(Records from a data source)
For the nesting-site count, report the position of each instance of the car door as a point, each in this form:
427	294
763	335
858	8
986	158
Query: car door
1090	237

==

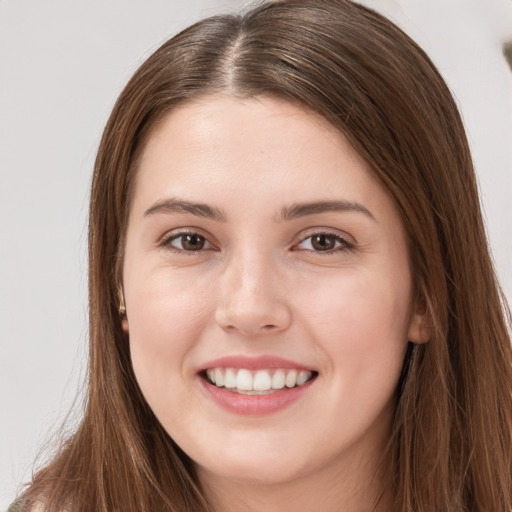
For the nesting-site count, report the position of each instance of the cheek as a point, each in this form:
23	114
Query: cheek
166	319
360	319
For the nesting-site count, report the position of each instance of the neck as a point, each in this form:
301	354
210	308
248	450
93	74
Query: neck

==

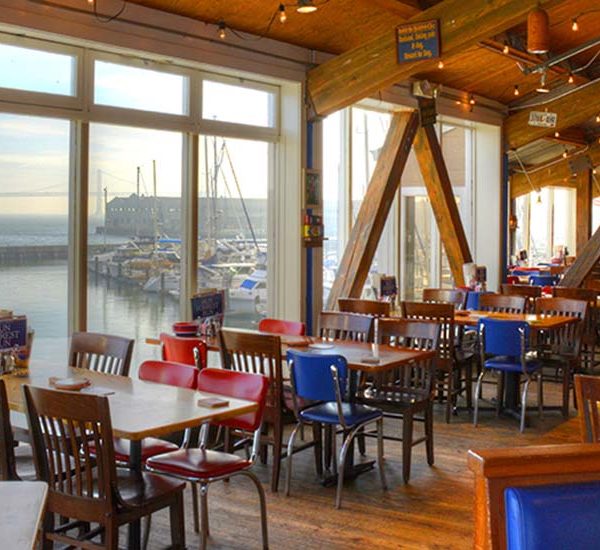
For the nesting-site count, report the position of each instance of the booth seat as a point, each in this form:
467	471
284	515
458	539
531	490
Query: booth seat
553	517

▶ [Task statement]
Go to the line with "of the cheek" in the entries above and repeat every line from there through the line with "Query: neck", exactly and with no other text.

▶ [Exercise answer]
For the nesting-site count, report the position of each instance of the cheek as a point, each in this form:
23	114
Query: cheek
166	319
360	319
For the nesting-site count, report the position of each instance of the neck as a point, each in this form:
301	354
210	308
248	450
93	74
Query: neck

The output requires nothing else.